Document excerpt:
--- start ---

Most debugging articles stop at “add more logs.” That’s the easy advice. The hard, useful advice is which logs, at what level, with what structure, and what to do when the bug happens only once a week in production. This article is a field guide to logging and debugging in real Java systems — specifically the patterns that make a difference when you’re the one paged at 3 AM, staring at a terminal, trying to reconstruct what happened.
The central idea: logs are for investigation, not surveillance
A lot of teams treat logs as a dumping ground. Every function logs its entry and exit. Every HTTP call logs request and response. Every loop iteration logs progress. The log volume is enormous, the signal-to-noise ratio is terrible, and when something goes wrong the useful lines are buried.
The reframe: logs are structured data for people investigating incidents. That changes everything. You log not because something happened, but because someone will ask a specific question later, and this line will help answer it.
With that frame, most of the rules below fall out naturally.
Rule 1 — Structured logs or nothing
Free-text logs don’t scale past one developer’s terminal. Every log line should be JSON, one event per line:
{
"ts": "2026-04-22T14:22:03.491Z",
"level": "INFO",
"service": "orders",
"trace_id": "4bf92f3577b34da6a3ce929d0e0e4736",
"span_id": "00f067aa0ba902b7",
"event": "order.placed",
"order_id": "o-8421",
"customer_id": "c-12",
"amount_cents": 4499,
"currency": "USD"
}Every field is queryable in Loki or Elasticsearch. You can answer “all orders over $100 placed by tier-1 customers in the last hour” in one query, without regex, without scanning.
Logback setup is one file:
<appender name="STDOUT" class="ch.qos.logback.core.ConsoleAppender">
<encoder class="net.logstash.logback.encoder.LogstashEncoder">
<includeMdcKeyName>trace_id</includeMdcKeyName>
<includeMdcKeyName>span_id</includeMdcKeyName>
<includeMdcKeyName>customer_id</includeMdcKeyName>
<timeZone>UTC</timeZone>
</encoder>
</appender>One-time cost, permanent benefit. If your project still ships System.out.println-style logs in 2026, that’s the first thing to fix.

--- end ---

Records from a pointing dataset:

--- start ---

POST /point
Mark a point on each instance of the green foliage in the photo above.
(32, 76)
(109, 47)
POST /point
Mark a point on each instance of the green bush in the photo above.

--- end ---

Set tasks:
a – Recast the pointing listing as a Markdown table with the columns Row and Line, giving each nonblank line its own numbered row.
b – Extend the article on logging and debugging in Java systems, picking up after its final sentence.
The logging article and the listing come from unrelated sources.

Answers to the problems:
a –
| Row | Line |
|---|---|
| 1 | POST /point |
| 2 | Mark a point on each instance of the green foliage in the photo above. |
| 3 | (32, 76) |
| 4 | (109, 47) |
| 5 | POST /point |
| 6 | Mark a point on each instance of the green bush in the photo above. |

b –
Rule 2 — Log levels with intent
Most log noise comes from level confusion. The levels should mean something specific:
- ERROR — something broke, a human needs to investigate. In aggregate, this is alert-worthy. A line at ERROR that fires every minute is a bug.
- WARN — unexpected but handled. The circuit breaker opened, a retry succeeded, a deprecated endpoint was called. If it’s fine to ignore, it’s not a warn.
- INFO — meaningful business events. Order placed, payment settled, user signed up. Low-volume, durable, the story of what the system did.
- DEBUG — developer-level detail. Off in prod by default. Switch on for a specific service when investigating.
- TRACE — near-useless in practice. Method-level, usually better achieved with a profiler.
The test for whether a log line is at the right level: if this line fires at 2 AM, is the response “wake someone up,” “ticket tomorrow,” or “ignore”? Align the level accordingly.
A common anti-pattern — logging expected negative outcomes at ERROR:
// WRONG
try {
user = userService.findById(id);
} catch (UserNotFoundException e) {
log.error("User not found: {}", id, e);
return 404;
}
// RIGHT
User user = userService.findOrNull(id);
if (user == null) {
log.debug("User lookup miss: {}", id);
return 404;
}“User not found” is a valid outcome for a lookup. Logging it at ERROR inflates the error rate, desensitizes the alerts, and buries real problems.
Rule 3 — Log events, not narratives
Bad logging describes what the code is doing in prose:
Starting to process order
Validating order
Looking up customer
Customer found
Validating items
Items OK
Starting payment
Payment succeeded
Finalizing order
Order finalizedTen lines that together tell you nothing you couldn’t deduce from the code. Good logging emits events — named, structured, queryable:
{"event": "order.placed", "order_id": "o-8421", "items": 3, "amount_cents": 4499}
{"event": "payment.charged", "order_id": "o-8421", "payment_id": "p-221", "provider": "stripe"}Two lines, both searchable as facts. “Show me all orders placed in the last hour” = event:order.placed AND ts:[now-1h TO now]. Done.
The rule: every log line represents a thing that happened, not the fact that the code reached this line.
Rule 4 — Context over content
When you log an event, the hardest question to answer later is usually “for which request / user / order?” Put the identifiers in the log, not just the message.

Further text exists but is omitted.